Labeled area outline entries
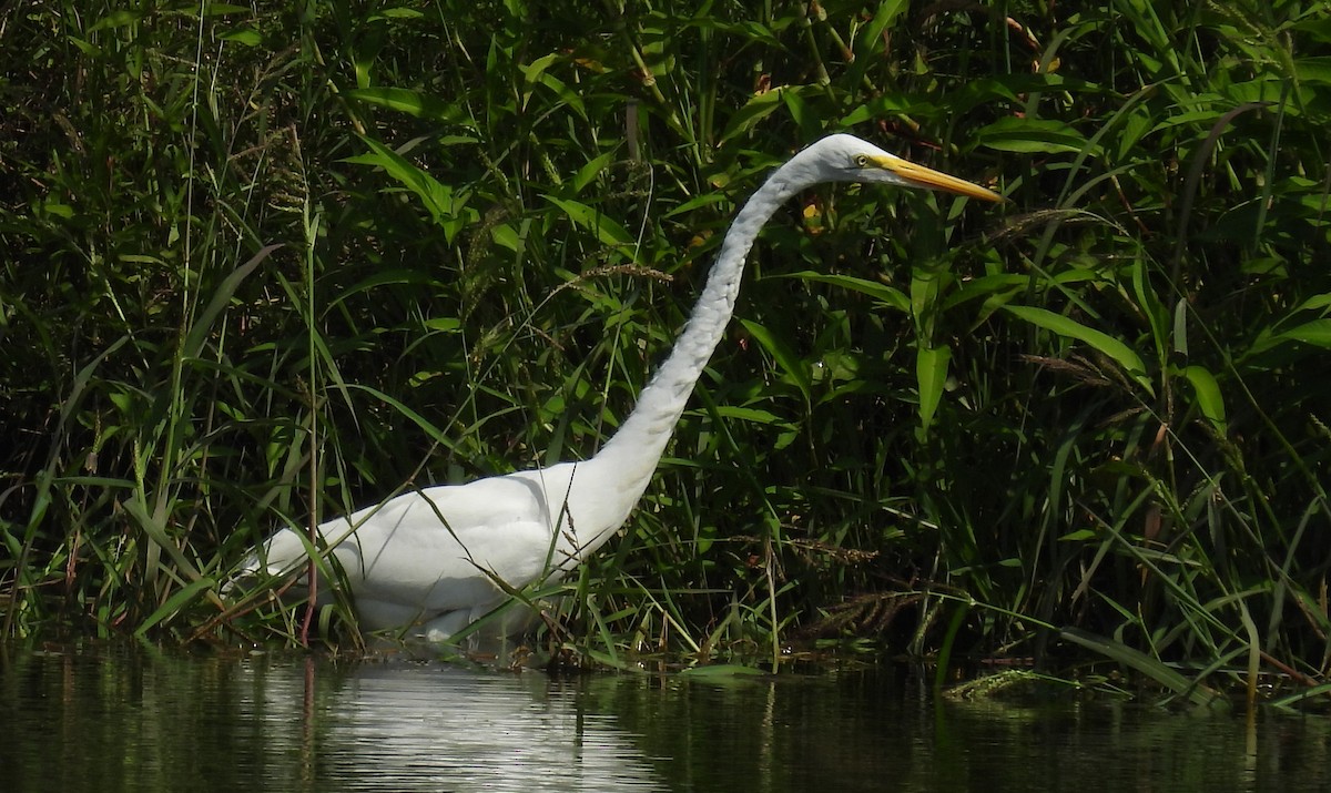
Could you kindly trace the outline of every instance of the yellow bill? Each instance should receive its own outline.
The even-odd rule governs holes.
[[[948,176],[932,168],[925,168],[924,165],[916,165],[909,160],[901,160],[898,157],[878,157],[877,164],[921,188],[946,190],[949,193],[957,193],[958,196],[980,198],[981,201],[997,202],[1004,200],[1002,196],[994,193],[989,188],[981,188],[980,185],[970,184],[966,180],[958,180],[954,176]]]

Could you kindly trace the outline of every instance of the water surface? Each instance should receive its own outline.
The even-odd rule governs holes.
[[[0,790],[1328,790],[1331,718],[719,681],[0,651]]]

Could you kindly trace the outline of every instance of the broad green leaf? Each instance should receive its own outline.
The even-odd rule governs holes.
[[[417,118],[451,122],[462,121],[462,112],[457,105],[450,105],[437,97],[421,93],[419,90],[411,90],[410,88],[353,88],[346,92],[346,96]]]
[[[1077,153],[1089,145],[1086,136],[1062,121],[1014,116],[980,128],[974,137],[982,146],[1022,154]]]
[[[1221,397],[1221,386],[1215,382],[1215,377],[1207,369],[1195,365],[1185,369],[1183,375],[1193,383],[1202,415],[1223,435],[1229,424],[1225,419],[1225,398]]]
[[[916,379],[920,383],[920,428],[925,432],[929,431],[933,414],[938,410],[938,402],[942,400],[950,362],[950,347],[925,347],[921,345],[916,353]]]
[[[773,88],[744,102],[743,108],[731,114],[731,122],[725,126],[725,132],[721,133],[720,142],[725,142],[735,136],[747,134],[755,124],[771,116],[772,112],[781,106],[783,90],[785,89]]]

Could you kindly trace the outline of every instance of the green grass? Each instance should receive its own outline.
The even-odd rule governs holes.
[[[594,454],[851,130],[1010,204],[779,213],[550,644],[1326,680],[1322,4],[11,5],[0,635],[294,640],[249,547]]]

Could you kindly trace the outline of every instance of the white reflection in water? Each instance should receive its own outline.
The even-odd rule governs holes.
[[[295,789],[667,789],[614,717],[580,712],[575,692],[543,675],[438,664],[250,673],[241,709],[264,725],[268,761],[291,761],[265,776],[289,774]]]

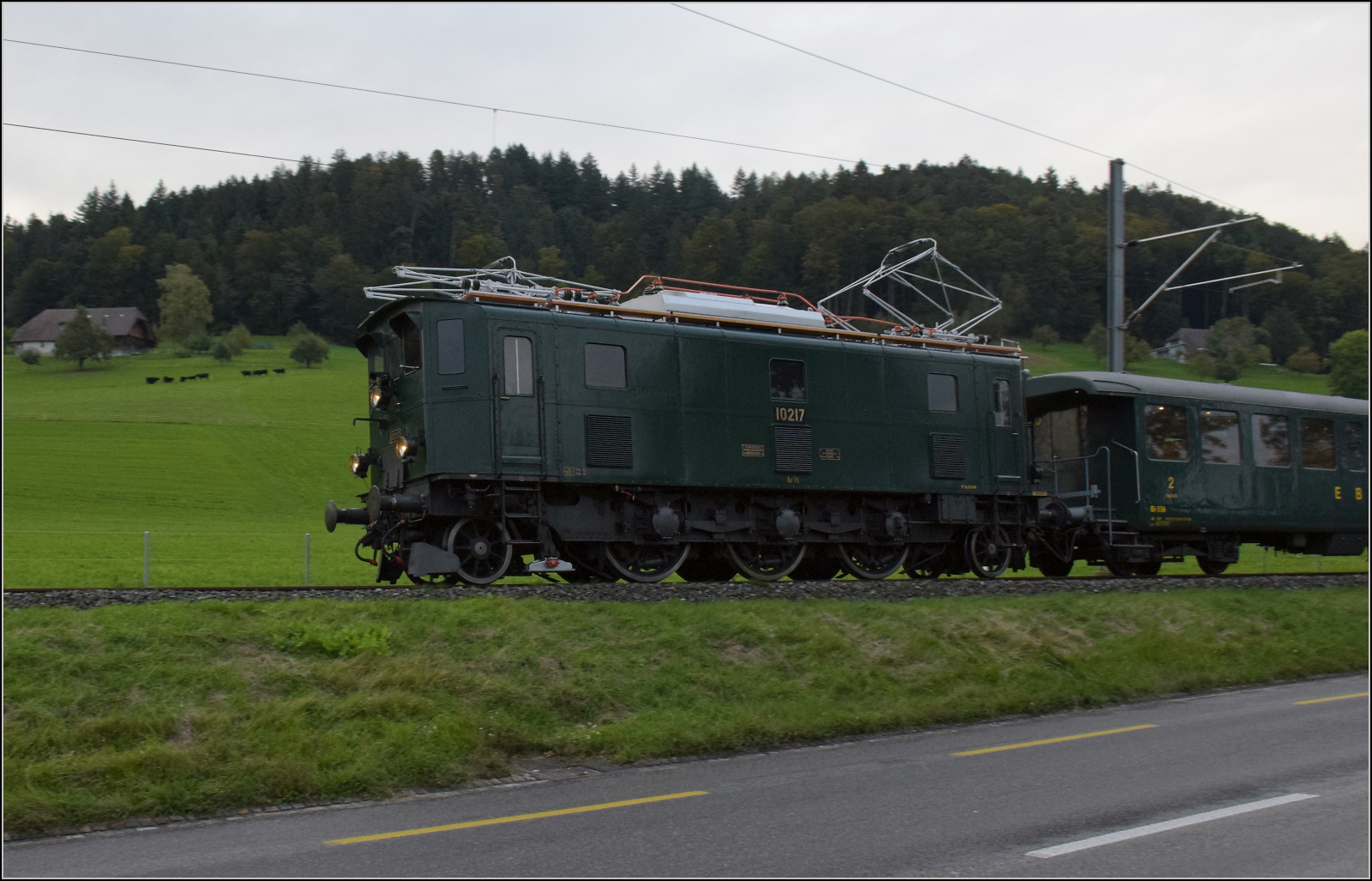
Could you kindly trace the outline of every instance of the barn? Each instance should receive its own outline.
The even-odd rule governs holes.
[[[140,355],[156,347],[156,333],[152,322],[133,306],[111,306],[108,309],[88,309],[91,321],[114,338],[111,355]],[[58,335],[67,321],[77,314],[75,309],[44,309],[25,322],[10,342],[14,353],[36,351],[51,355],[58,343]]]

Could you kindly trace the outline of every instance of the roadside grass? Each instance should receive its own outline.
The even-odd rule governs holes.
[[[1367,667],[1365,589],[10,609],[4,826],[384,795]]]

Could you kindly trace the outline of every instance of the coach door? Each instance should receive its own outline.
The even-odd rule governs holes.
[[[497,328],[491,340],[495,449],[501,473],[542,473],[546,454],[538,332]]]

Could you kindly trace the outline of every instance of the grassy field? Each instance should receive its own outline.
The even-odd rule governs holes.
[[[300,585],[306,532],[311,585],[370,582],[373,569],[351,552],[358,531],[331,535],[321,515],[324,500],[346,504],[362,489],[347,456],[366,443],[365,425],[351,424],[365,414],[365,361],[335,347],[322,366],[303,369],[285,340],[274,342],[230,365],[155,353],[75,372],[55,358],[27,366],[4,355],[5,586],[140,586],[144,531],[154,586]],[[1030,344],[1029,366],[1100,365],[1084,346]],[[240,373],[265,368],[287,372]],[[1135,369],[1184,375],[1162,360]],[[1324,390],[1324,377],[1272,371],[1244,381]],[[209,380],[144,381],[206,372]],[[1360,559],[1246,548],[1231,571],[1358,568]],[[1198,571],[1194,561],[1163,567]]]
[[[4,826],[381,795],[1367,666],[1365,589],[4,615]]]

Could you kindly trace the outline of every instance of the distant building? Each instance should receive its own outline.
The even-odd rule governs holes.
[[[103,328],[114,338],[111,355],[141,355],[158,344],[152,324],[133,306],[114,306],[113,309],[86,309],[91,322]],[[36,351],[40,355],[51,355],[58,344],[58,333],[67,327],[77,314],[75,309],[44,309],[14,332],[10,342],[14,343],[14,354]]]
[[[1168,342],[1162,343],[1161,349],[1152,350],[1154,358],[1172,358],[1173,361],[1181,361],[1194,355],[1198,351],[1205,351],[1206,338],[1210,331],[1199,331],[1196,328],[1181,328],[1176,333],[1168,338]]]

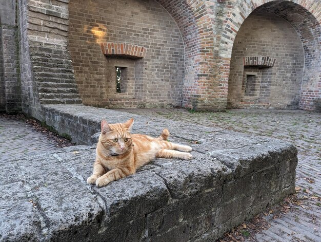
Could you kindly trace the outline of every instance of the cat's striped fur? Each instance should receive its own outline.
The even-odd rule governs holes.
[[[131,119],[126,123],[114,124],[102,121],[93,173],[87,179],[87,183],[98,187],[106,185],[135,173],[138,168],[155,158],[192,159],[192,155],[187,153],[192,151],[191,147],[167,141],[169,136],[167,129],[157,138],[131,134],[133,121]]]

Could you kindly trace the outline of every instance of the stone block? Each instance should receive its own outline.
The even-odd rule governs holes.
[[[47,124],[83,143],[99,131],[103,118],[113,123],[133,117],[136,130],[154,137],[161,126],[176,130],[182,125],[170,120],[160,125],[156,119],[148,123],[145,117],[82,105],[46,105],[44,110]],[[8,220],[0,224],[0,234],[19,241],[211,241],[293,192],[297,159],[293,145],[183,126],[200,137],[210,136],[193,145],[197,150],[192,152],[192,160],[157,159],[102,188],[86,182],[92,172],[94,145],[7,161],[1,173],[14,170],[3,179],[7,183],[1,186],[0,196],[8,209],[1,215],[12,218],[18,212],[6,203],[12,197],[24,208],[23,217],[17,217],[23,227],[10,233],[15,224]],[[186,143],[190,135],[172,138]],[[215,149],[218,140],[222,144]]]

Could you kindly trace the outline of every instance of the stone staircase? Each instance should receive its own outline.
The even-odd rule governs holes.
[[[38,43],[31,42],[31,45]],[[42,104],[82,103],[72,62],[66,51],[40,49],[31,53],[33,76]],[[42,50],[42,52],[40,50]],[[49,53],[48,53],[49,52]]]

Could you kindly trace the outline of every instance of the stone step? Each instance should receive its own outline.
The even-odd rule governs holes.
[[[54,94],[39,92],[40,99],[64,99],[79,98],[78,94]]]
[[[69,83],[75,84],[75,81],[74,79],[65,79],[65,78],[49,78],[49,77],[37,77],[34,78],[36,80],[37,83]]]
[[[77,86],[76,83],[65,83],[64,82],[37,82],[37,86],[39,87],[53,87],[53,88],[59,88],[63,87],[66,88],[77,88]]]
[[[78,94],[78,90],[75,88],[69,87],[39,87],[38,88],[39,94]]]
[[[83,101],[80,98],[43,99],[42,104],[81,104]]]

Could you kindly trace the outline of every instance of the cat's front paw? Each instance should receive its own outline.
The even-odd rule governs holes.
[[[110,180],[108,178],[104,177],[101,177],[96,181],[96,185],[97,187],[104,187],[110,182]]]
[[[87,179],[87,183],[88,184],[95,184],[96,180],[98,178],[98,176],[92,175]]]

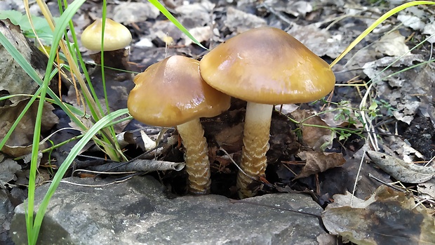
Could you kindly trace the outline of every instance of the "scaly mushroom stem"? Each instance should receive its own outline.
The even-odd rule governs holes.
[[[196,194],[210,193],[210,161],[204,130],[196,119],[177,126],[186,150],[185,160],[189,175],[189,192]]]
[[[240,167],[246,175],[254,179],[265,176],[267,165],[266,152],[269,150],[269,135],[273,108],[273,105],[252,102],[248,102],[246,105],[243,148]],[[240,198],[253,197],[257,192],[256,190],[248,188],[248,185],[253,180],[246,175],[239,171],[237,176],[237,187]]]

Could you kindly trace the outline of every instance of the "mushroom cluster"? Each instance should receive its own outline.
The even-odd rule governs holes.
[[[274,105],[302,103],[329,93],[335,77],[329,65],[287,32],[253,29],[218,45],[199,63],[212,87],[246,100],[243,148],[237,187],[241,198],[252,197],[248,186],[265,176]]]
[[[131,115],[150,125],[177,126],[186,150],[189,191],[194,194],[208,193],[210,184],[199,118],[227,110],[230,96],[248,102],[243,171],[237,176],[239,196],[245,198],[256,194],[252,184],[265,176],[274,105],[320,99],[333,90],[335,78],[328,63],[286,32],[260,27],[218,45],[201,62],[172,56],[134,81],[128,101]]]
[[[127,107],[138,121],[176,126],[185,149],[189,191],[210,192],[208,148],[200,117],[228,110],[231,98],[210,86],[199,74],[199,62],[174,55],[149,66],[134,79]]]

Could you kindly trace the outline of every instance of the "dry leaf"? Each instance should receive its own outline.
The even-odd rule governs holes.
[[[322,213],[330,233],[357,244],[434,244],[435,220],[425,208],[415,206],[413,198],[381,186],[366,201],[352,195],[335,194]]]
[[[377,51],[389,56],[401,56],[409,51],[409,48],[405,44],[405,37],[399,31],[392,32],[383,36],[378,42],[375,43],[375,48]],[[408,53],[406,55],[410,55]]]
[[[435,168],[407,163],[396,157],[374,151],[368,151],[370,159],[380,168],[397,180],[421,183],[432,178]]]
[[[0,162],[0,188],[6,189],[8,182],[16,180],[15,173],[21,170],[21,166],[16,161],[6,159]]]
[[[291,116],[297,121],[301,121],[312,116],[312,114],[304,110],[297,110],[291,113]],[[328,126],[319,116],[309,118],[304,121],[304,124]],[[332,146],[335,134],[330,129],[302,125],[300,127],[304,143],[313,150],[323,152],[326,148]]]
[[[295,179],[324,172],[329,168],[340,166],[346,162],[342,154],[335,152],[301,152],[297,153],[297,157],[307,161],[307,164]]]
[[[3,138],[9,131],[27,101],[28,100],[21,100],[10,106],[0,107],[0,138]],[[3,152],[17,157],[31,150],[37,110],[38,103],[34,102],[6,141],[6,145],[1,150]],[[58,117],[53,113],[53,105],[48,102],[44,103],[41,124],[42,132],[50,130],[59,122]]]
[[[0,32],[8,39],[25,59],[30,64],[32,60],[32,48],[28,40],[22,35],[19,27],[11,24],[8,20],[1,20]],[[36,57],[33,57],[34,58]],[[40,77],[44,77],[39,69],[36,69]],[[38,89],[38,84],[33,81],[29,75],[21,68],[18,63],[12,58],[3,46],[0,45],[0,91],[6,91],[10,95],[29,94]],[[15,96],[8,100],[15,103],[23,99],[23,96]]]

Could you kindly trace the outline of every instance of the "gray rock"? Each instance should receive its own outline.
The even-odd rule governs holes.
[[[69,178],[69,182],[105,185],[109,180]],[[48,185],[36,190],[39,204]],[[314,216],[321,208],[306,195],[267,194],[231,204],[218,195],[168,199],[151,177],[98,187],[61,183],[44,219],[40,244],[318,244],[325,236]],[[11,234],[27,244],[25,210],[15,209]]]
[[[13,206],[9,199],[6,190],[0,190],[0,244],[4,245],[13,244],[9,235]]]

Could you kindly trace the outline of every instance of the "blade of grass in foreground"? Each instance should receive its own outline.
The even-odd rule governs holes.
[[[403,4],[399,6],[397,6],[391,11],[385,13],[381,17],[380,17],[373,24],[372,24],[370,27],[367,27],[363,33],[361,33],[354,41],[352,41],[348,46],[343,51],[343,52],[329,65],[330,67],[333,67],[337,64],[344,55],[349,53],[352,48],[354,48],[356,44],[358,44],[366,36],[367,36],[369,33],[370,33],[377,26],[378,26],[380,23],[383,22],[385,20],[391,17],[392,15],[403,11],[406,8],[409,8],[416,5],[424,5],[424,4],[430,4],[434,5],[435,2],[430,1],[410,1],[409,3]]]
[[[80,6],[85,2],[86,0],[76,0],[67,8],[65,12],[60,16],[59,19],[59,23],[56,26],[55,31],[53,32],[53,42],[51,44],[52,47],[57,47],[59,45],[59,42],[62,39],[64,33],[64,30],[68,25],[69,20],[74,16]],[[50,51],[50,56],[48,57],[48,62],[47,63],[47,67],[46,69],[46,74],[49,74],[53,70],[53,65],[54,59],[56,57],[57,48],[51,48]],[[27,208],[26,213],[26,227],[27,230],[27,241],[29,244],[33,245],[36,244],[38,239],[38,234],[41,224],[38,224],[36,220],[34,222],[34,190],[36,188],[36,168],[38,168],[39,161],[39,138],[41,136],[41,123],[42,121],[42,110],[44,108],[44,103],[45,102],[45,98],[48,88],[48,83],[50,81],[50,76],[45,76],[44,83],[41,86],[40,100],[38,106],[38,112],[36,113],[36,118],[35,120],[35,126],[33,136],[33,143],[32,146],[32,160],[30,161],[30,171],[29,173],[29,186],[28,186],[28,198],[27,198]],[[56,174],[56,176],[58,175]],[[63,176],[63,175],[62,175]],[[38,211],[39,213],[39,211]],[[44,214],[43,214],[44,216]],[[37,217],[36,217],[37,218]],[[41,219],[42,220],[42,219]]]
[[[83,136],[83,138],[71,150],[71,152],[68,154],[68,157],[65,159],[65,160],[63,161],[63,163],[58,170],[56,175],[54,176],[53,181],[50,185],[50,187],[48,187],[47,193],[44,197],[44,199],[41,202],[39,208],[38,208],[38,213],[35,216],[34,230],[32,230],[32,236],[35,238],[35,243],[38,238],[38,234],[39,232],[39,230],[41,229],[41,224],[42,223],[44,216],[46,213],[47,207],[48,206],[50,199],[55,192],[56,188],[60,183],[60,180],[68,170],[68,168],[69,168],[69,166],[72,163],[72,161],[76,158],[76,157],[77,157],[77,155],[80,153],[80,151],[94,136],[95,134],[96,134],[98,131],[100,131],[100,130],[109,124],[109,123],[116,118],[128,113],[128,109],[121,109],[104,117],[100,120],[97,121],[97,123],[95,123],[95,124],[94,124],[92,128],[89,128],[89,131],[86,132],[86,133]]]

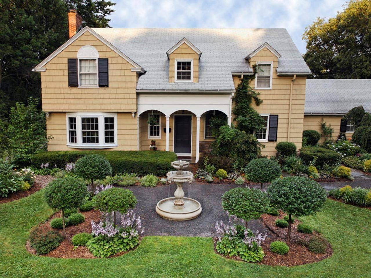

● **Directions for this task**: How many lines in the items above contain the string "green"? Reply with the number alone.

● **Expected answer**: 2